Desde a autorização judicial, a Abrace tem vendido a preços acessíveis o óleo de maconha para pacientes com prescrição médica e desenvolveu outros medicamentos, como a pomada a base de maconha, um spray de canabidiol e está em fase final de desenvolvimento de um supositório, para pacientes em casos extremos de crises epilépticas.
Números da Abrace
Atendeu cerca de 900 pacientes em todo o país desde a autorização judicial;
Atualmente possui 751 pacientes ativos até janeiro;
Pelo menos 86 pacientes recebem o canabidiol de graça por não terem condições financeiras;
A associação conta com 14 funcionários e busca expansão para sua segunda unidade em Campina Grande;
A meta é conseguir autorização definitiva e até 2022 atender 10 mil pessoas.
Liga Canábica
Em paralelo ao trabalho feito pela Abrace, uma outra associação paraibana, ligada ao apoio dos pacientes e ao debate científico sobre o tema, também fortalece a valorização do medicamento a base da maconha. A Liga Canábica atua no combate ao preconceito do uso medicinal da maconha desde 2014.

Informações fornecidas ::
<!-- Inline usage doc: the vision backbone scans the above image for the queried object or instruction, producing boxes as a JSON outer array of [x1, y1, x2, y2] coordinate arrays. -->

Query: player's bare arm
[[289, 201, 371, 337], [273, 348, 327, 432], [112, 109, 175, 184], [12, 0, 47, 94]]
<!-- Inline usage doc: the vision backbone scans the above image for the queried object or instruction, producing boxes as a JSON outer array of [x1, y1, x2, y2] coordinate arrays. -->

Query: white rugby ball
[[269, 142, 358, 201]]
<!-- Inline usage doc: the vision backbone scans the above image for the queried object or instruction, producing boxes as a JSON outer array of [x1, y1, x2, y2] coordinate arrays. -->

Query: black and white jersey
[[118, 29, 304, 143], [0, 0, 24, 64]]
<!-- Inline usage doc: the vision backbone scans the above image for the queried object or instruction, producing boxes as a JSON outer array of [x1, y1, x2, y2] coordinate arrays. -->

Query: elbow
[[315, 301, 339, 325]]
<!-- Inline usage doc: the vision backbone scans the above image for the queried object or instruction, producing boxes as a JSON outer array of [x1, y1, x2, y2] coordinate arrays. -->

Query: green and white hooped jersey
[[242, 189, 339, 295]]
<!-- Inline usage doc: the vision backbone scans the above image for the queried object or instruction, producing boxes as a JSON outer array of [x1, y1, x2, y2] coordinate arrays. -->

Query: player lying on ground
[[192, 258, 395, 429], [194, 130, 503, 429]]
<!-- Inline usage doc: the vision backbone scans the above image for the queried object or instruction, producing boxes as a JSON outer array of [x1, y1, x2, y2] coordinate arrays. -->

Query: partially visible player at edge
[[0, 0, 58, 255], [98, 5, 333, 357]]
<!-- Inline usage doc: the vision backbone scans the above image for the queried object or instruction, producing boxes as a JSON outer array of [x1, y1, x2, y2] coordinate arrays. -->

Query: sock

Tarefas a realizar ::
A. Responda a estas perguntas com base no texto sobre a Abrace:
(i) Quantos pacientes, no mínimo, recebem o canabidiol de graça?
(ii) Em que cidade a associação busca abrir sua segunda unidade?
(iii) Desde que ano a Liga Canábica combate o preconceito contra o uso medicinal da maconha?
B. Segundo o texto sobre a Abrace, por que pelo menos 86 pacientes recebem o canabidiol de graça?
C. Dê seguimento ao texto sobre a Abrace e a Liga Canábica a partir da última frase apresentada.

Respostas abaixo ::
A.
(i) Pelo menos 86 pacientes.
(ii) Em Campina Grande.
(iii) Desde 2014.

B. Esses pacientes recebem o canabidiol de graça porque não têm condições financeiras de pagar por ele.

C.
Júlio Américo, presidente da Liga Canábica, explica que o trabalho da associação, pioneira do estado, foi desde o início incentivar o debate no meio acadêmico acerca do uso da maconha para fim medicinal. Ele conta que o objetivo é formar e ampliar um núcleo de pesquisa da cannabis terapêutica.
“É possível pensar na produção de um remédio fitoterápico e a partir dele tentar a liberação. Mas o grande objetivo é a UFPB produzir conhecimento sobre a cannabis e difundir esse conhecimento. Queremos propor políticas públicas, discussões, roda de conversas, uma parceria com a UFPB. Esse é um trabalho que era feito anteriormente e que queremos fazer com que ele retorne”, comenta Júlio Américo.
Sua jornada pela liberação e difusão do uso medicinal da maconha foi semelhante à de Cassiano Teixeira. O pequeno Pedro Américo, de nove anos, filho de Júlio, sofria com as crises convulsivas e as pesquisas que confirmavam a eficácia do tratamento a base de canabidiol encorajaram o presidente da Liga Canábica a criar a associação e procurar outras pessoas que passavam pelo mesmo problema.
“A Liga Canábica tem um trabalho que é um pouco diferente do que a Abrace faz. A Abrace, que é muito importante para nossa luta pela liberação do canabidiol, mas que trabalha com a visão mercadológica do reconhecimento da planta. Nossa luta é também pela questão cultural que envolve a planta. A luta é para que a planta seja incluída no sistema de políticas públicas”, destacou Júlio.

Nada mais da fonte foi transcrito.